====== Selected extract ======
Transcript
DAVID GREENE, HOST:
Leadership of the Boy Scouts of America may take an important vote today. The organization's executive board is wrapping up a meeting in Dallas, and they're talking about whether to drop their policy banning gay leaders and gay scouts. Activists delivered petitions with more than 1.4 million signatures to the national headquarters this week calling for the Boy Scouts to open up the organization.
NPR's Kathy Lohr reports that the issue has ignited a passionate debate about what the 100-year-old group should do.
KATHY LOHR, BYLINE: Some who are watching board's decision are directly affected by it, including Jennifer Tyrrell, a gay mom who was the leader of her son's Cub Scout den in Bridgeport, Ohio, near the West Virginia border. Then she got a call.
JENNIFER TYRELL: Back in April of 2012, I was forced to resign as my son's den leader - I was the tiger leader of Cub Scouts - because I'm gay.
LOHR: A couple of days later, Tyrell says she received a letter saying she didn't meet the moral standards for being a leader. She says the Boy Scouts policy is archaic, that it hurts adults and kids.
TYRELL: They're forced to either stay in the closet or fear coming out and being kicked out. On the other end of that, if you're a straight child, you're being sent the message that it's completely OK to discriminate against gay kids because they're different, and you should. There's just so many negative messages that this is sending to everybody.
LOHR: Tyrell says she wants to be reinstated as a leader. Many former scouts are also paying attention to this week's meeting. Jackson Cooper is a prosecutor in Louisville. He's among those who've sent back their Eagle Scout badges to protest the Boy Scout policy. Cooper says his mom - who died several years ago - was a den mother, and she was gay.
JACKSON COOPER: If that had been known about here when she was my, you know, assistant den mother back in first grade and second grade, that the idea that she could've been kicked out for that just really tore me up and made me want to cease my support for the Boy Scouts.
LOHR: Cooper says a proposal to allow chapters to make their own decisions is the right thing to do.
COOPER: In an ideal world, their policy would be we don't discriminate, period, end of sentence. But it's a positive step, and will open scouting to more people.
LOHR: The Boy Scouts has been losing membership, down from about 3.3 million scouts a decade ago to 2.7 million members today. The majority of troops are affiliated with religious organizations. A number of conservative groups, including the Florida Family Policy Council, strongly oppose opening up membership.
JOHN STEMBERGER: Well, I think it's an enormous mistake, and it could eventually erode the program to the point of destruction.
======
§ Task requirements: Why did Jackson Cooper return his Eagle Scout badge, according to the Boy Scouts transcript? Answer in one to three sentences. The material that comes next was drawn from a separate source.
====== Material shown ======
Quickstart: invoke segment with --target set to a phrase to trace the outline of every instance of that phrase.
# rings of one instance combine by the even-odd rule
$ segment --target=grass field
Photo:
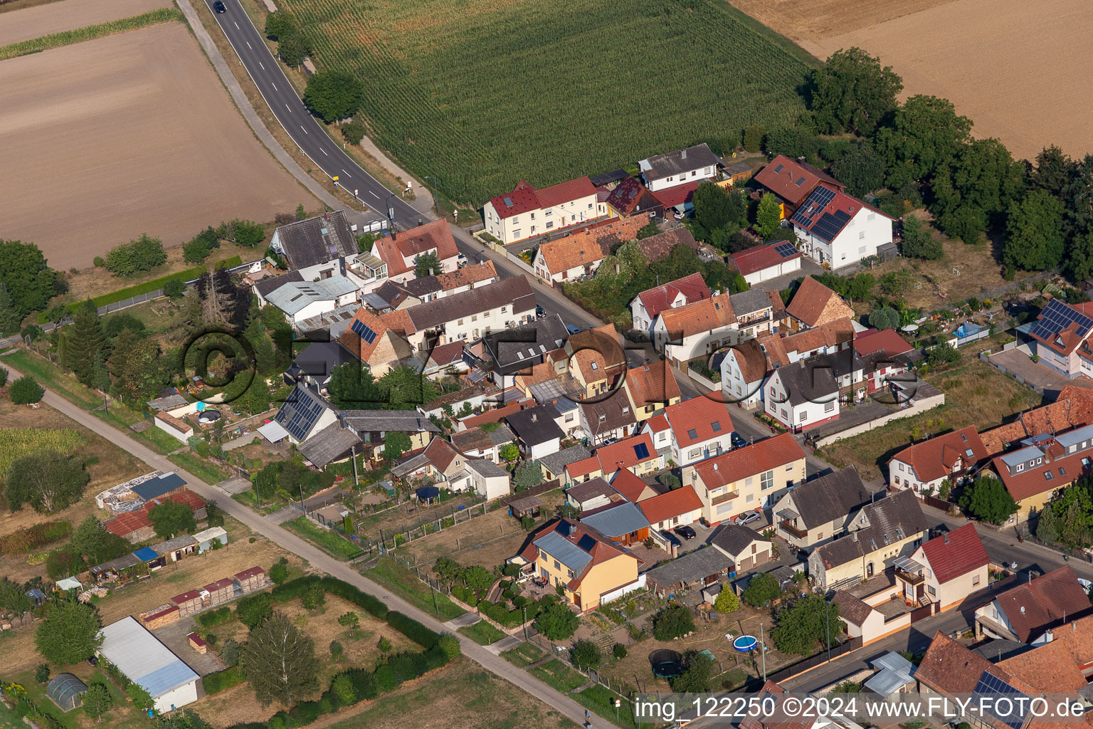
[[[462,202],[794,124],[816,61],[721,0],[286,0],[376,143]],[[701,71],[698,71],[701,69]],[[698,72],[696,72],[698,71]]]

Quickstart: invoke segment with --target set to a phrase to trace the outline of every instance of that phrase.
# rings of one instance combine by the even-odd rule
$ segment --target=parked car
[[[674,529],[672,529],[672,531],[674,531],[677,534],[679,534],[683,539],[694,539],[695,537],[698,536],[698,533],[694,529],[692,529],[691,527],[686,526],[685,524],[682,524],[682,525],[675,527]]]

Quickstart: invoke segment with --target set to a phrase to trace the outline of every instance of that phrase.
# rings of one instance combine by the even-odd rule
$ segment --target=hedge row
[[[207,694],[216,694],[225,689],[237,686],[246,680],[247,677],[244,675],[243,669],[238,666],[233,666],[232,668],[225,668],[223,671],[207,673],[201,679],[201,685],[204,686]]]
[[[197,621],[198,625],[201,627],[214,627],[222,623],[226,623],[232,620],[232,609],[224,605],[223,608],[216,608],[215,610],[200,613],[193,620]]]

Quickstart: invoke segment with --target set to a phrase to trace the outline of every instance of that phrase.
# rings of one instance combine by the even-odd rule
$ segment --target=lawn
[[[544,187],[701,141],[736,146],[750,124],[794,125],[796,87],[818,64],[721,0],[279,7],[320,70],[363,82],[376,143],[474,205],[520,178]]]
[[[418,575],[412,569],[407,568],[395,557],[379,557],[375,567],[362,569],[361,574],[379,583],[431,615],[439,611],[440,619],[444,621],[459,618],[467,612],[449,600],[446,595],[438,595],[436,590],[418,579]]]
[[[489,646],[505,637],[504,633],[484,620],[480,620],[473,625],[465,625],[459,628],[459,632],[480,646]]]
[[[965,425],[983,431],[1011,420],[1020,410],[1041,404],[1038,395],[977,356],[967,354],[924,379],[945,393],[945,404],[839,440],[818,450],[816,455],[839,468],[856,466],[861,478],[871,481],[879,478],[881,467],[912,440]]]
[[[281,525],[285,529],[295,532],[307,541],[312,542],[327,554],[339,560],[349,560],[361,551],[353,542],[337,534],[329,529],[320,529],[306,516],[298,516],[291,521]]]

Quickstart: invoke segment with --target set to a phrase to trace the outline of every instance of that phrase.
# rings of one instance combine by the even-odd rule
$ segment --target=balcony
[[[789,534],[792,534],[797,539],[808,539],[809,538],[809,530],[808,529],[798,529],[788,519],[783,519],[781,521],[779,521],[778,522],[778,528],[781,529],[783,531],[789,533]]]

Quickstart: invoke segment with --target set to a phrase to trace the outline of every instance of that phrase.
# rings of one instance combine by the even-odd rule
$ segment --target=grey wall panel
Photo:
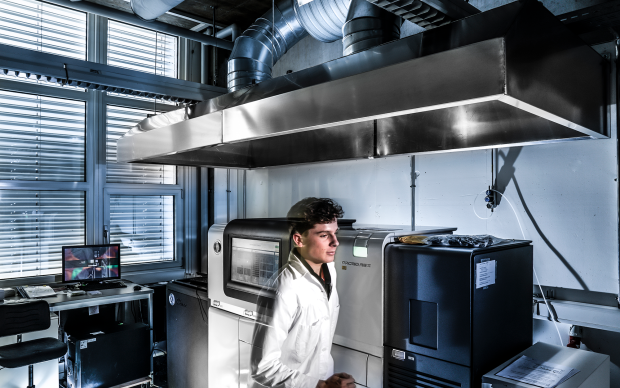
[[[247,214],[283,217],[302,198],[338,201],[346,218],[361,224],[409,225],[410,159],[387,159],[277,167],[247,172]]]
[[[597,140],[500,149],[497,183],[508,201],[493,213],[481,194],[491,182],[491,151],[418,156],[417,223],[522,238],[511,202],[534,242],[543,285],[616,293],[615,147]]]

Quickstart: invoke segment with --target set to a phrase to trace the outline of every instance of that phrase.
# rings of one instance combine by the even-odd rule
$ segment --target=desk
[[[147,299],[148,300],[148,325],[150,327],[150,348],[153,349],[153,290],[142,286],[139,291],[134,291],[135,284],[125,280],[127,288],[113,288],[109,290],[98,290],[101,294],[97,295],[79,295],[68,296],[64,293],[59,293],[56,296],[49,298],[42,298],[50,305],[50,311],[60,312],[72,309],[78,309],[82,307],[101,306],[106,304],[131,302],[135,300]],[[62,284],[48,284],[52,288],[60,287]],[[63,291],[60,291],[63,292]],[[6,298],[5,301],[11,303],[21,299],[20,297]],[[153,375],[153,357],[151,353],[151,376]]]

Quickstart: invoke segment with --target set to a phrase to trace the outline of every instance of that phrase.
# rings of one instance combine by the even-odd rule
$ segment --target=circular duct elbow
[[[342,27],[343,54],[351,55],[400,38],[400,16],[366,0],[352,0]]]
[[[144,20],[154,20],[181,4],[183,0],[131,0],[133,13]]]
[[[293,1],[278,2],[237,38],[228,61],[229,92],[271,79],[273,64],[307,35]]]
[[[301,6],[293,1],[299,22],[314,39],[326,43],[342,39],[351,0],[311,0]]]

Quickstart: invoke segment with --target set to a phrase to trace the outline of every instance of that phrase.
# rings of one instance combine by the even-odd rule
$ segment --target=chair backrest
[[[50,308],[44,300],[0,304],[0,337],[46,330]]]

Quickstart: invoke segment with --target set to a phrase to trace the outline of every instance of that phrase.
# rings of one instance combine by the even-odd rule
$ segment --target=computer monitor
[[[63,282],[101,282],[120,278],[119,244],[62,247]]]

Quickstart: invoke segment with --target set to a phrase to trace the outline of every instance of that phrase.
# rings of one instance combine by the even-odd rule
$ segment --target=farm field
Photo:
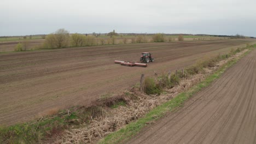
[[[73,47],[0,54],[0,124],[10,125],[71,106],[88,106],[124,91],[146,76],[193,64],[199,59],[245,46],[252,39]],[[150,52],[147,68],[114,60],[138,61]]]
[[[126,44],[131,44],[132,39],[136,41],[138,35],[118,35],[115,37],[115,44],[120,44],[124,43],[124,40],[126,39]],[[144,36],[142,36],[144,39]],[[173,40],[178,41],[178,35],[167,35],[166,37],[166,40],[168,40],[170,38],[172,38]],[[145,39],[148,41],[150,42],[153,40],[153,35],[146,35]],[[195,35],[184,35],[185,41],[191,41],[191,40],[218,40],[218,39],[227,39],[227,38],[218,37],[210,37],[210,36],[195,36]],[[102,39],[104,40],[104,45],[107,45],[110,41],[112,41],[111,38],[107,35],[100,35],[97,37],[95,37],[96,40],[97,44],[101,45],[102,42],[101,41]],[[32,39],[24,39],[22,37],[11,37],[5,38],[0,38],[0,52],[6,52],[10,51],[14,51],[17,44],[19,43],[22,43],[24,40],[26,40],[27,42],[27,50],[37,50],[39,49],[39,47],[43,48],[44,47],[43,44],[45,41],[45,39],[43,39],[39,36],[32,37]],[[95,44],[96,45],[96,44]],[[45,48],[45,47],[44,47]]]
[[[255,143],[256,51],[128,143]]]

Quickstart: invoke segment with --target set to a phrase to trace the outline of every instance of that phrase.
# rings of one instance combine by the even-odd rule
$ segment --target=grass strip
[[[173,111],[177,108],[182,107],[185,100],[199,92],[202,88],[209,86],[215,80],[219,78],[228,68],[234,65],[240,59],[249,53],[252,49],[248,49],[248,50],[240,57],[232,59],[222,65],[219,70],[208,76],[204,81],[192,87],[187,91],[180,93],[173,99],[155,107],[146,114],[144,117],[109,134],[101,140],[98,143],[120,143],[125,142],[138,134],[143,128],[147,125],[148,123],[161,118],[168,111]]]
======
§ Answer to this exercise: He returned it to protest the Boy Scouts' policy banning gay leaders and scouts. His mother had been his assistant den mother and was gay. The thought that she could have been kicked out for that deeply upset him and made him want to stop supporting the organization.